▶ **TASK PROMPT**
The entries must be repeated verbatim, and their images left out.
SOURCE MATERIAL below:
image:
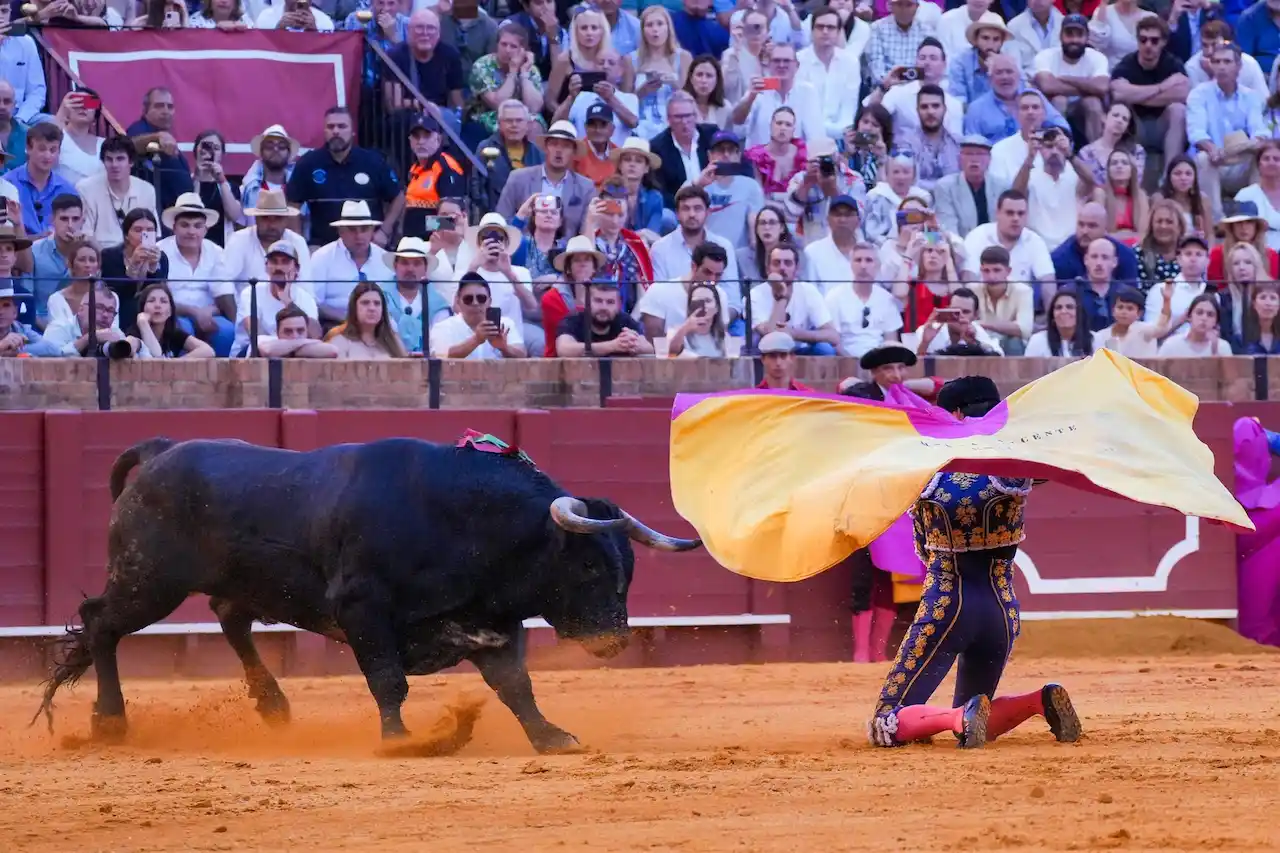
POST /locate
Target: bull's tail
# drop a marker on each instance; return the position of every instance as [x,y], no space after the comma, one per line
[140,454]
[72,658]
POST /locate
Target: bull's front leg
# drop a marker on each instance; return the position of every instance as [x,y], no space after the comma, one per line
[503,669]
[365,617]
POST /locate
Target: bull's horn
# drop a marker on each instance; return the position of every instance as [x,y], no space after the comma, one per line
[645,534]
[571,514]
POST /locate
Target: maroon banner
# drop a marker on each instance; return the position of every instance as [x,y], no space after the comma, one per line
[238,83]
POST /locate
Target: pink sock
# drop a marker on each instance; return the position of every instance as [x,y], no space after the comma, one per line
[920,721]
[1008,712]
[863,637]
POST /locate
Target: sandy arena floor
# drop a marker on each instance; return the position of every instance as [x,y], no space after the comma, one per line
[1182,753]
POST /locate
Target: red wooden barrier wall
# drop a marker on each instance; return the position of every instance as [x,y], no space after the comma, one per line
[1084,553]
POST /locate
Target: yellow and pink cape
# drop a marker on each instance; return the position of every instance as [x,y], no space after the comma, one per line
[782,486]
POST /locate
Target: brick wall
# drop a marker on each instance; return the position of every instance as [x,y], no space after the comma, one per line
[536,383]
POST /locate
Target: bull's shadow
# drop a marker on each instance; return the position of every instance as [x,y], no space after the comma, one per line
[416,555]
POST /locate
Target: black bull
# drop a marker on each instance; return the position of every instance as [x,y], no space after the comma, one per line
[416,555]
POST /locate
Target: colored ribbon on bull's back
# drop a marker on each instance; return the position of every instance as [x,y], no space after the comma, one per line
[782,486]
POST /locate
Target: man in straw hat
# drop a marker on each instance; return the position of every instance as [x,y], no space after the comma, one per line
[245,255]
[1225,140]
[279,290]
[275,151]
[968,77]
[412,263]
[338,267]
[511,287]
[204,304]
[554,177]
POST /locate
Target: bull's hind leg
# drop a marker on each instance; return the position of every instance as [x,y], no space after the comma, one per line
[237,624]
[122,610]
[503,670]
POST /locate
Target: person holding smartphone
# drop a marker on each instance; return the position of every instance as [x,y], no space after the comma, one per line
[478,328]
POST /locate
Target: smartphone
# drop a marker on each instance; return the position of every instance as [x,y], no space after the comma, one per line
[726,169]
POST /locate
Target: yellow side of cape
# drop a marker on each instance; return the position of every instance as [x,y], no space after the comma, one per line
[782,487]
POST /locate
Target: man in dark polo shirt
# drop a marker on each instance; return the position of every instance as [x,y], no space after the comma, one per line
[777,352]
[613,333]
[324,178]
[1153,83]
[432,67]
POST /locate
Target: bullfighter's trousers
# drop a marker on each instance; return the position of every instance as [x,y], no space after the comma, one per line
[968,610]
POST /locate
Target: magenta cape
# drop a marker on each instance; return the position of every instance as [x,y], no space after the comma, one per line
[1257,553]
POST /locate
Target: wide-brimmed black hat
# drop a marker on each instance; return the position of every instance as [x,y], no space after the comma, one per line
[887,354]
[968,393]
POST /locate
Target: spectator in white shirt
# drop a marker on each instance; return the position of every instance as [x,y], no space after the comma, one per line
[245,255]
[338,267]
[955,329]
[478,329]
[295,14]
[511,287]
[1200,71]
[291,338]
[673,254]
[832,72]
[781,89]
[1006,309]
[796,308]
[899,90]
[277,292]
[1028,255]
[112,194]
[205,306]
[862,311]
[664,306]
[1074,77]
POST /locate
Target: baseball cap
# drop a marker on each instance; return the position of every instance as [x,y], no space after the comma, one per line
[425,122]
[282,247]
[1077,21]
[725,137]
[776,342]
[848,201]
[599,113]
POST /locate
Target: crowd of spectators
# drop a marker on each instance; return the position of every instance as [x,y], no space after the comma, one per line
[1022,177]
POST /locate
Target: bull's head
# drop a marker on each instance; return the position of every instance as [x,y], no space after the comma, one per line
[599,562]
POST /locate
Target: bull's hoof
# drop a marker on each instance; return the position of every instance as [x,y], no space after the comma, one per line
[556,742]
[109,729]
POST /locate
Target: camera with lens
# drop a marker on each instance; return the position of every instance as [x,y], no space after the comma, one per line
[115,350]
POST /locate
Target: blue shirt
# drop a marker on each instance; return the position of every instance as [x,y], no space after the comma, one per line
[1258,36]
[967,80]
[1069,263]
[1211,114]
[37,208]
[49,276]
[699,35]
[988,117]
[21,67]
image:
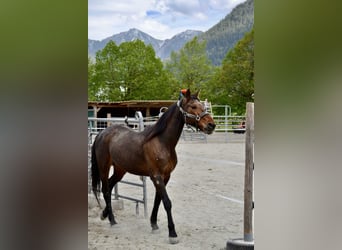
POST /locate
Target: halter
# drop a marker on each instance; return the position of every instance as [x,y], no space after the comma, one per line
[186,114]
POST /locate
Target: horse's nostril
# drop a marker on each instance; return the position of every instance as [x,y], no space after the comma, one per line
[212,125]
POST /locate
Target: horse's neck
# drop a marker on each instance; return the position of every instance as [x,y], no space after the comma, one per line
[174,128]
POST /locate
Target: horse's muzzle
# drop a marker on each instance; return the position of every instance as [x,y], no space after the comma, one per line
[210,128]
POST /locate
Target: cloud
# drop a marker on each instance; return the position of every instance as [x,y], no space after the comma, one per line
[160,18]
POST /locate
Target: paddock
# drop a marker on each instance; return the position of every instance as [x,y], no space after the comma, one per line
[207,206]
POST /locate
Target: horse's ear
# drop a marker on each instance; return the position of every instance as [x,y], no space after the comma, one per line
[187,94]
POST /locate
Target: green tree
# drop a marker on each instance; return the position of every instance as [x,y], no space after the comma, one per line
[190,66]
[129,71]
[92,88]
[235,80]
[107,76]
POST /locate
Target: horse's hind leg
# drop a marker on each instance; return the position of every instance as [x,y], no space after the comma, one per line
End of SOURCE MATERIAL.
▶ **RESPONSE AREA**
image:
POST /locate
Target: bull's tail
# drop a marker on each instance; return the position of every instance as [x,y], no space after the comma, one per line
[140,454]
[72,658]
POST /locate
Target: bull's front leg
# drop a marker on each instance; return the position of every instance as [x,y], no space after the comma, one per line
[503,669]
[365,617]
POST /locate
Target: bull's horn
# drop a marker on each instance; return the position of every instance as [x,y], no space after the comma, one per line
[645,534]
[571,514]
POST /locate
Target: maroon banner
# drop a marker on each instance; return the position of every instance as [x,y], no space after the comma, one per line
[238,83]
POST /locate
Target: pink sock
# drop a marker on each instance; return the position of every instance as [x,y], no space after the comma, one per line
[920,721]
[1008,712]
[863,637]
POST /locate
Target: sandy arena floor
# drop a marker on each instance; return the position of every instance as [x,y], no space after the comma, one per line
[1182,753]
POST /locate
Target: red wooden barrier wall
# drop a marker on each instance; return the position of every instance as [x,y], no space after the comma, one per line
[1084,553]
POST /locate
Target: yellow and pink cape
# drop a marker on each instance; return the position of every instance as [x,y], no space after the comma, one per line
[782,486]
POST /locate
Target: brick wall
# drop a marker on each instance; return the position of every instance as [x,y], no space after the comma, one per line
[536,383]
POST /locate
Target: bull's shadow
# drop a marker on each instance; return the position of every instance as [x,y], no space after the comma, one per line
[416,555]
POST /locate
Target: black bull
# drop a marker on each instance; return the position of every instance as [x,y], no space after the comma, one per line
[416,555]
POST /locate
Target: colored ribbon on bull's back
# drop a marker on each instance; return the position of every instance as [x,y], no space after the comma, one per line
[782,486]
POST /locate
Target: man in straw hat
# drop a marker on each instance; return the position of every instance as [x,y], no space after the comma, one per line
[245,255]
[1225,140]
[279,290]
[275,151]
[968,77]
[412,263]
[338,267]
[511,287]
[204,304]
[554,177]
POST /locate
Target: bull's hind leg
# drop a marker on each instance; return the position of every instance as [x,y], no space after the comma, one per line
[237,624]
[122,610]
[503,670]
POST /locate
Target: person holding smartphone
# drop a marker on each instance; return the position of every instance as [x,y], no space after the comma, one per line
[478,328]
POST /locate
Target: smartphone
# drop a marker on each instance; return the position of every instance as [x,y], no space after the comma, one per line
[726,169]
POST /locate
Target: yellow side of cape
# drop a marker on each instance; return the position of every instance as [x,y], no space after the comma, one per line
[782,487]
POST /locate
Target: man in dark polo shirt
# drop a marker on each instance; return the position of every instance as [x,y], no space after the comma, one per line
[777,352]
[613,333]
[324,178]
[1153,83]
[432,67]
POST /locate
Target: bullfighter's trousers
# drop a marker on each instance; return the position of every instance as [x,y], no space after the comma, one per line
[968,610]
POST /locate
Target: magenta cape
# drop a marker on each instance; return the position of every instance as [x,y], no space after the comma, one per line
[1257,553]
POST /locate
Target: wide-brimmed black hat
# drop a marker on each instance; return the position of every instance as [x,y], no space after the comma, one per line
[887,354]
[968,393]
POST /locate
Target: spectator in white shirt
# drop a marker on each instance; return the position of every instance as [x,y], no space after the comma, one per line
[245,255]
[338,267]
[955,329]
[478,329]
[295,14]
[511,287]
[1200,71]
[291,338]
[673,254]
[832,72]
[781,89]
[1006,309]
[796,308]
[899,90]
[277,292]
[1028,255]
[112,194]
[205,306]
[862,311]
[664,306]
[1074,77]
POST /locate
Target: baseball cap
# drop a marker on each instance; return the position of every instance as [x,y], no space after the comma, one per line
[425,122]
[282,247]
[1077,21]
[725,137]
[776,342]
[848,201]
[599,113]
POST /locate
Target: crowd of spectators
# drop a marker on each instance; return the position of every instance as [x,y], no space after the comma, one per line
[1022,177]
POST /locate
Target: bull's head
# drop a marker on each instance; return the position of every instance as [x,y], no space after the comma, one per line
[599,562]
POST /locate
Target: bull's hoof
# drop a marker on each instance; return the position of every instance as [x,y], no space after the comma, one per line
[556,742]
[109,729]
POST /locate
Target: camera with lens
# drop a marker on each instance; return the position of every instance as [x,y], no space after the comma, one per line
[115,350]
POST /locate
Target: blue shirt
# drop a marker on each instance; return the position of every instance as [x,y], no space after the comma, one per line
[1258,36]
[967,80]
[1069,263]
[1211,114]
[37,208]
[49,276]
[699,35]
[988,117]
[21,67]
image:
POST /locate
Target: halter
# drop a marker on each instance; return the position of every instance as [x,y], no space after the comma, one per line
[186,114]
POST /locate
Target: horse's nostril
# drop a marker on each instance; return the position of every instance as [x,y], no space after the comma, one per line
[212,125]
POST /locate
Target: horse's neck
# drop a marker on each instance; return the position of every instance as [x,y], no space after the comma, one per line
[174,128]
POST /locate
Target: horse's muzzle
# drop a marker on each instance; return the position of every instance as [x,y], no space after the comma, one per line
[210,128]
POST /locate
Target: cloud
# drop a marker on each instance; return the position of every instance as [x,y], no space after the comma, one per line
[160,18]
POST /locate
Target: paddock
# drop a marker on each instance; return the position of every instance as [x,y], no space after the comma, one per line
[207,206]
POST /locate
Target: horse's ear
# drop a marker on each instance; return the position of every instance as [x,y], no space after the comma, one per line
[187,94]
POST /locate
Target: green tree
# drop a marker on each instance; return the position of every instance as [x,y], no space after the comma, one per line
[190,66]
[129,71]
[92,88]
[235,80]
[107,76]
POST /locate
Target: horse's hind leg
# drop a marker on each instance; return the position of every instance as [x,y], no space after the comma, one per line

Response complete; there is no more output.